┌─ QUOTED PASSAGE
Filtering and Storing Your Oil

Freshly pressed oil will look cloudy and contain fine seed particles. Let it settle in a clean glass jar for 24 to 48 hours, then carefully pour off the clear oil from the sediment at the bottom. For cleaner oil, strain it through a fine mesh cloth or unbleached coffee filter. This is a slow process with thick oil, so patience helps.

Evening primrose oil is highly susceptible to oxidation because of its high content of polyunsaturated fatty acids, particularly linoleic acid. Store it in dark glass bottles filled as full as possible to minimize air contact. Keep it refrigerated and use it within a few months. Rancid oil smells sharp or painty and loses its beneficial properties. Adding a small amount of vitamin E (from a capsule) to the bottle can help slow oxidation.
└─
┌─ INFORMATION PROVIDED
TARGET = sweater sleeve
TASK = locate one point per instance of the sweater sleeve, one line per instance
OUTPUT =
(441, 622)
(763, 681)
└─
WHAT THE TASK REQUIRES
Reproduce verbatim the portion of the passage on filtering and storing oil that opens with the words containing "Evening primrose oil" and closes with "help slow oxidation.".

ANSWER TO THIS TASK
Evening primrose oil is highly susceptible to oxidation because of its high content of polyunsaturated fatty acids, particularly linoleic acid. Store it in dark glass bottles filled as full as possible to minimize air contact. Keep it refrigerated and use it within a few months. Rancid oil smells sharp or painty and loses its beneficial properties. Adding a small amount of vitamin E (from a capsule) to the bottle can help slow oxidation.